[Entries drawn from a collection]
= = = =
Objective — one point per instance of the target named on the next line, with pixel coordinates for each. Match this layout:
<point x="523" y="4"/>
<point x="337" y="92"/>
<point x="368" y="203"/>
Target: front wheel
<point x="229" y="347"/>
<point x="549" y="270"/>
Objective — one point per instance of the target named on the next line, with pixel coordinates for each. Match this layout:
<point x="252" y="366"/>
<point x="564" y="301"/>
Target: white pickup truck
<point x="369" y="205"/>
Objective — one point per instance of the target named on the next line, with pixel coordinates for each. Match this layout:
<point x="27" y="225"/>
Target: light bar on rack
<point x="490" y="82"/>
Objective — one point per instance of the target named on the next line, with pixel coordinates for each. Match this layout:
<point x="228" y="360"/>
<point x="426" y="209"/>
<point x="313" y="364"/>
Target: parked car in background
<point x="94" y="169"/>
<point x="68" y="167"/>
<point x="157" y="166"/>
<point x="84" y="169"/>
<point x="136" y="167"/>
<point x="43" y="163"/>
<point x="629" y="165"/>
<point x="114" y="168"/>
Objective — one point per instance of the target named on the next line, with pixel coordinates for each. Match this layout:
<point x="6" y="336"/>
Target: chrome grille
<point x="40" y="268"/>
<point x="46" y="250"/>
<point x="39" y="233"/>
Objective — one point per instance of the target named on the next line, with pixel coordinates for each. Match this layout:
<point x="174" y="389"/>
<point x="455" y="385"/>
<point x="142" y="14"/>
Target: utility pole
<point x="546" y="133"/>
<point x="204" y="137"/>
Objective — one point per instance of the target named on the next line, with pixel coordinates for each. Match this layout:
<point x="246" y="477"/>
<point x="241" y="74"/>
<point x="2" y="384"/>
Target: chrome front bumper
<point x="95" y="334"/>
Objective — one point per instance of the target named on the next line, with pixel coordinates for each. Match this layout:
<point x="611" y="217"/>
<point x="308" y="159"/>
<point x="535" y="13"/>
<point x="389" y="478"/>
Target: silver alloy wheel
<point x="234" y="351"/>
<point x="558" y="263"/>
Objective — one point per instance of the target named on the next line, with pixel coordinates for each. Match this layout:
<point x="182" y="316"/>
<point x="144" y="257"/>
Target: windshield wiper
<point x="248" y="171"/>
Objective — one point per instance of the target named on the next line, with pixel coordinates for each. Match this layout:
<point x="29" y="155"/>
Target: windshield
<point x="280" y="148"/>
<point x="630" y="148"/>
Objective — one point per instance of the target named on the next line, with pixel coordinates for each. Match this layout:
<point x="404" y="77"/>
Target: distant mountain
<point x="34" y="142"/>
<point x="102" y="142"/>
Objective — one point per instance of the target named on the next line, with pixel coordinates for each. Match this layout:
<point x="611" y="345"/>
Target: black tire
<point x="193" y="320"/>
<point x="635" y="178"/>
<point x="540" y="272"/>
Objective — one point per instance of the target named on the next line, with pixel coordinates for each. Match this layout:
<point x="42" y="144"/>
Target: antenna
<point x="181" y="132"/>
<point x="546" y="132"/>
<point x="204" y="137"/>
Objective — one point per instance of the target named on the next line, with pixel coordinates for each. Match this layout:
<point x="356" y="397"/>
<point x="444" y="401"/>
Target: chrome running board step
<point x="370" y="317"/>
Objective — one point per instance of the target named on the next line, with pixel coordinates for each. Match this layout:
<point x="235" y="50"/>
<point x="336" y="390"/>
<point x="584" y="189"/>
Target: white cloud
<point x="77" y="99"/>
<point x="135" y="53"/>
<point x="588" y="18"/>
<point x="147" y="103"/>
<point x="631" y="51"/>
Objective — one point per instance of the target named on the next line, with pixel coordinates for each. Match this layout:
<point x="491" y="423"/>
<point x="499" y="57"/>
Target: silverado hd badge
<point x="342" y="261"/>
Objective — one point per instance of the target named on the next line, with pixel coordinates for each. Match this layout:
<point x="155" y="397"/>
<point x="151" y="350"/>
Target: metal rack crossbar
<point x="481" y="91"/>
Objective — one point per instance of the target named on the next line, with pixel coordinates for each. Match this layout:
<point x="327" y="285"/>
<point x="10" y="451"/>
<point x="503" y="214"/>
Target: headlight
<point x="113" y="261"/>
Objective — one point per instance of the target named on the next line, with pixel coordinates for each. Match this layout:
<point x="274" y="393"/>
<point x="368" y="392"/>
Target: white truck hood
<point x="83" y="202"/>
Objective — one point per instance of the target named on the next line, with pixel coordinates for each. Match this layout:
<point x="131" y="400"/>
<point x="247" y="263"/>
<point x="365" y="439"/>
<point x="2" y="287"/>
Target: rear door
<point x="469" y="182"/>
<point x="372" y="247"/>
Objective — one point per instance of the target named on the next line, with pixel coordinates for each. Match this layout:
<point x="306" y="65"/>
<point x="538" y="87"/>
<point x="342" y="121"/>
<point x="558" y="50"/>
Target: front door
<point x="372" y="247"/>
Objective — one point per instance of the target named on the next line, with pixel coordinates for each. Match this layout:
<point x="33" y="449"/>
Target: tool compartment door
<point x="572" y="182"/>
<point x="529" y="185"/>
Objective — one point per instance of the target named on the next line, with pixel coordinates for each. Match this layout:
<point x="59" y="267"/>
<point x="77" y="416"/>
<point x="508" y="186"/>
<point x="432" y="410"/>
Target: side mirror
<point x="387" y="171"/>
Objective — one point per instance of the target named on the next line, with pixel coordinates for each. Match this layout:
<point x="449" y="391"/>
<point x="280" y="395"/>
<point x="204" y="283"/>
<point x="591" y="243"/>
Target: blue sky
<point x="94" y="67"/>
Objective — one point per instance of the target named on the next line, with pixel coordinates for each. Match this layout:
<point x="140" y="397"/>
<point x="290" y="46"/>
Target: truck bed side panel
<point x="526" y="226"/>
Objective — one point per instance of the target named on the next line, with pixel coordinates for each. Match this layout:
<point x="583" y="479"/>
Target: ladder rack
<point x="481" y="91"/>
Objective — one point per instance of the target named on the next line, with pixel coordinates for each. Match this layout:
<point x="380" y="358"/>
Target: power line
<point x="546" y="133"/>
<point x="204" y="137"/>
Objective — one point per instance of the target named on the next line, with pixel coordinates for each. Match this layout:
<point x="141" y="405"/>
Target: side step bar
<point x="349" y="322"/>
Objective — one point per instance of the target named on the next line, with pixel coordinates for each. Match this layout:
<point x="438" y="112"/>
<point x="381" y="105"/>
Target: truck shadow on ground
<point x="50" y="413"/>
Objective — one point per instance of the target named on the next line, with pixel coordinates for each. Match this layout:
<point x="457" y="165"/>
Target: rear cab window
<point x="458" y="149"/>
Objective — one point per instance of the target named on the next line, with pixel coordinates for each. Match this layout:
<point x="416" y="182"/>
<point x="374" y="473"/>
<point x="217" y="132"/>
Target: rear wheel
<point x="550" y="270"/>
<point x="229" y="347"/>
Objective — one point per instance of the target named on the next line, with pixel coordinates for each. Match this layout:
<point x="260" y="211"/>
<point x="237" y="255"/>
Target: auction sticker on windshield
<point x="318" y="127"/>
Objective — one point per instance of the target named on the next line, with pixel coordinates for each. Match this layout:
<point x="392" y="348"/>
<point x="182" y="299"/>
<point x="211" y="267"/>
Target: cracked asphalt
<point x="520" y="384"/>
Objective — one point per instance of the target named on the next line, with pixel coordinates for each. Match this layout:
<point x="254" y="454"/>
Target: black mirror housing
= = = =
Gather and copy out every line in the rows above that contains the word "side".

Target: side mirror
Target: truck bed side panel
Target: side step bar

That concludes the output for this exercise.